++++ Selection ++++
Skip to content

Maintenance & Disk Management

MoE Sovereign runs a set of autonomous cleanup jobs that keep disk usage bounded without manual intervention. The System Cleanup Manager in the Admin UI exposes these jobs with configurable TTLs, last-run history, and manual trigger buttons.


System Cleanup Manager

Navigate to Admin → Maintenance and scroll to the System Cleanup Manager card.

Each cleanup job is displayed as a card showing:

Column Description
Last run Timestamp and relative age (e.g. "vor 3 h")
Duration Last run duration and rolling average
Freed Bytes reclaimed last run and rolling average
Runs total Lifetime run count
Details Job-specific metrics (images freed, rows deleted, dump size …)

A Jetzt button triggers the job immediately in the background; the status card refreshes after 5 seconds.
++++
| Problems to solve |
1. Reproduce verbatim the part of the MoE Sovereign maintenance page that opens with the words containing "Skip to content" and closes with "Cleanup Manager card.".
2. On the MoE Sovereign maintenance page, how long after the Jetzt button is pressed does the status card refresh?
3. Write what comes next in the MoE Sovereign maintenance page, starting after its last sentence.
++++ Data segment ++++
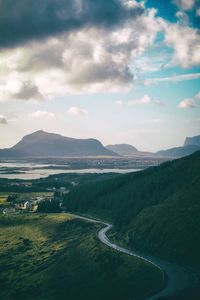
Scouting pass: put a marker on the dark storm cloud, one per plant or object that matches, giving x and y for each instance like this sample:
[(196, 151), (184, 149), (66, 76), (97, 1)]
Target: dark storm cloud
++++
| Answers by task |
1.
Skip to content

Maintenance & Disk Management

MoE Sovereign runs a set of autonomous cleanup jobs that keep disk usage bounded without manual intervention. The System Cleanup Manager in the Admin UI exposes these jobs with configurable TTLs, last-run history, and manual trigger buttons.


System Cleanup Manager

Navigate to Admin → Maintenance and scroll to the System Cleanup Manager card.

2. After 5 seconds.

3.
A Konfig toggle opens an inline configuration panel. Changes are persisted to /opt/moe-infra/cleanup-config.json and take effect on the next run (cron or manual).

The page auto-refreshes every 60 seconds.


Cleanup Jobs

Docker Prune

Schedule: daily (cron)
Script: /etc/cron.daily/moe-docker-prune
Log: /var/log/moe-docker-prune.log

Removes dangling images, stopped containers, and the entire build cache.

docker image prune -f
docker container prune -f
docker builder prune --all -f

Build cache growth

Frequent rebuilds of langgraph-app (2.35 GB) produce 50+ GB of build cache per day. Without this job, /var/lib/docker/overlay2 can fill a disk within hours. The daily prune keeps the steady-state below ~5 GB.

Configurable fields:

Field Default Description
enabled true Disable to pause the job

LangGraph Checkpoint Archive

Schedule: daily (cron)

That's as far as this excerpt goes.